## [TEXTE]
Dans notre actualité, bien des déclarations et des initiatives rendent compte de la popularité de l’image d’Alexandre et de son caractère opératoire (p. 286-292)[10] : « L’utilisation politique de l’image du ‘grand homme’ n’a pas disparu dans les pays occidentaux. Dans ses deux  caractéristiques basiques de grand chef militaire et de marqueur-diffuseur de la civilisation grecque, la présence d’Alexandre peut être aisément identifiée dans l’actualité internationale. Il est introduit naïvement ou malignement dans notre histoire immédiate au titre d’acteur, au risque grave de défigurer le travail historien et de le transmuter en un story-telling imaginé dans les cabinets ministériels et dans les états-majors militaires, parfois avec la collaboration, active ou passive, d’historiens et d’archéologues de profession » (p. 506). Dans son discours de candidat tenu à Toulon le 7 février 2007, N. Sarkozy ne faisait-il pas appel, parmi d’autres figures historiques antiques (Socrate, Auguste), à « Alexandre  éternellement jeune et à son rêve grandiose d'un empire universel unissant l'Orient et l'Occident », tout en affirmant que « le rêve méditerranéen ne fut pas tant un rêve de conquête qu’un rêve de civilisation » ?

Lignes du jeu de données sur l'emplacement des objets:
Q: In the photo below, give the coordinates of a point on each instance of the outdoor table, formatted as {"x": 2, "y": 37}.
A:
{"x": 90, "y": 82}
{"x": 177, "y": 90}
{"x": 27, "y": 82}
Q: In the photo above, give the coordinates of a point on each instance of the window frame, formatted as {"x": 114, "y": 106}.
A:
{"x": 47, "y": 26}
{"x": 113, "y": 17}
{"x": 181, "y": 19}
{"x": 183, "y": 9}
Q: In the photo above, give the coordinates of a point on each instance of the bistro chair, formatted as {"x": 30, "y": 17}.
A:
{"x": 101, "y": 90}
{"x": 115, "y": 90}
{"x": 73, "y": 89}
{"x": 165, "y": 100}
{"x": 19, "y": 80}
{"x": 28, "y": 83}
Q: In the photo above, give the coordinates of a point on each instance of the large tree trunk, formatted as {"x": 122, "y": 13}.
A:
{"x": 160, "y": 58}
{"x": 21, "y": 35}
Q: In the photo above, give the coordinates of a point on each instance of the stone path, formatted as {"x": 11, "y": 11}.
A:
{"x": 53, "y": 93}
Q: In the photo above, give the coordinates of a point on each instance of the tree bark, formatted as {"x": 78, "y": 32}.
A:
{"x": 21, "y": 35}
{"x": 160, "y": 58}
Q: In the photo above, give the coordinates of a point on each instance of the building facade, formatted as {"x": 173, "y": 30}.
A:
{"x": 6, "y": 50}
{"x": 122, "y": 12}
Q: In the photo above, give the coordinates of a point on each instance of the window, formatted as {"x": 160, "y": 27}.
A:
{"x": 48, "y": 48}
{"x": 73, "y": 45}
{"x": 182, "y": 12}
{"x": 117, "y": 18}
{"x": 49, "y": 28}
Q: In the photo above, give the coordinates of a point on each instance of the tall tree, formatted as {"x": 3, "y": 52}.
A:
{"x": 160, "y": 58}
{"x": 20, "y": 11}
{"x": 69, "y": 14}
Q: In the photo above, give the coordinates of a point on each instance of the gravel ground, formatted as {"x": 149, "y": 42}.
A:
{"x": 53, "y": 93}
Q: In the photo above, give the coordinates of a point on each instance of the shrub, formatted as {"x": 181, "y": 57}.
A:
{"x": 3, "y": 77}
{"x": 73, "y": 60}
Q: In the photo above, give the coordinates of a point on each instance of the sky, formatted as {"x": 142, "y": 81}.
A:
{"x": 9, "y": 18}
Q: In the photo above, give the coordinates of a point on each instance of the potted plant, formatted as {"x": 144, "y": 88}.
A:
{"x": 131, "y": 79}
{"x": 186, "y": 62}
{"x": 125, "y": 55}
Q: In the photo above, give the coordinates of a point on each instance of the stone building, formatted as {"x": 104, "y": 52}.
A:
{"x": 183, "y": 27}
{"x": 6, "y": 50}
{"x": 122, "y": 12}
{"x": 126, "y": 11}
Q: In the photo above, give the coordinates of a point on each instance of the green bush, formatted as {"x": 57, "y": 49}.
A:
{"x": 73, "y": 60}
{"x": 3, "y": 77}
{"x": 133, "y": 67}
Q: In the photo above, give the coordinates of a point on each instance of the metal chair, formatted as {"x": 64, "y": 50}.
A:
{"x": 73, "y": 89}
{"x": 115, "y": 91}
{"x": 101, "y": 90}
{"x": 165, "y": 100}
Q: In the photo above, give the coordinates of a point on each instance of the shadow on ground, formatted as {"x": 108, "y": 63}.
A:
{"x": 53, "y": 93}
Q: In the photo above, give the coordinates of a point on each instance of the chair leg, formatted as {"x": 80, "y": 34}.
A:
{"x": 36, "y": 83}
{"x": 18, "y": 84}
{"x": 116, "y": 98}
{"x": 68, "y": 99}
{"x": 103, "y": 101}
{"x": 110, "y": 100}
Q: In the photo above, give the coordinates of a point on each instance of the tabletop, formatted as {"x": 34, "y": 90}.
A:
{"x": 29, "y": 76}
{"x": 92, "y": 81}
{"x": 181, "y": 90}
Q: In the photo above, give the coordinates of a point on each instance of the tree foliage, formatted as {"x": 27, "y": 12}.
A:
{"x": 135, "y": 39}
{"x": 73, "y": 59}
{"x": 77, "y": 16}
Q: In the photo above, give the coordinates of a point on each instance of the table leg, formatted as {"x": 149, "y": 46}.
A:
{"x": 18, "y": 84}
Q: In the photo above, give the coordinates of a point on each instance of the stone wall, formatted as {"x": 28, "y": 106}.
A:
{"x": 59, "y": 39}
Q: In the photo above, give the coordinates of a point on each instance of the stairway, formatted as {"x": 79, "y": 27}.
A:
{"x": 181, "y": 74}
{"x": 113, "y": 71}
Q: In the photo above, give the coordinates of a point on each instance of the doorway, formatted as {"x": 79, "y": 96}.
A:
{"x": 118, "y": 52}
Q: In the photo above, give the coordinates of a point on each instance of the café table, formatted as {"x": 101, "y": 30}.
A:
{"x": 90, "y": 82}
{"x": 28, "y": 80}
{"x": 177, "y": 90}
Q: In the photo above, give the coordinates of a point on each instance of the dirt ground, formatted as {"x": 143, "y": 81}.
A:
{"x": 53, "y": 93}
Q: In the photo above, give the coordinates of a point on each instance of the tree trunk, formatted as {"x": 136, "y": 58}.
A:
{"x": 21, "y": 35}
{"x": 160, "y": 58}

## [ÉNONCÉ]
Répondez à ces questions sur le texte consacré à l'image d'Alexandre :
1. Quelles sont les deux caractéristiques basiques d'Alexandre mentionnées ?
2. Dans quelle ville et à quelle date N. Sarkozy a-t-il prononcé son discours de candidat ?
3. Quelles autres figures historiques antiques ce discours cite-t-il ?
Le listing constitue un matériau à part, indépendant du texte.

## [RÉPONSE ATTENDUE]
1. Celle de grand chef militaire et celle de marqueur-diffuseur de la civilisation grecque.
2. À Toulon, le 7 février 2007.
3. Socrate et Auguste.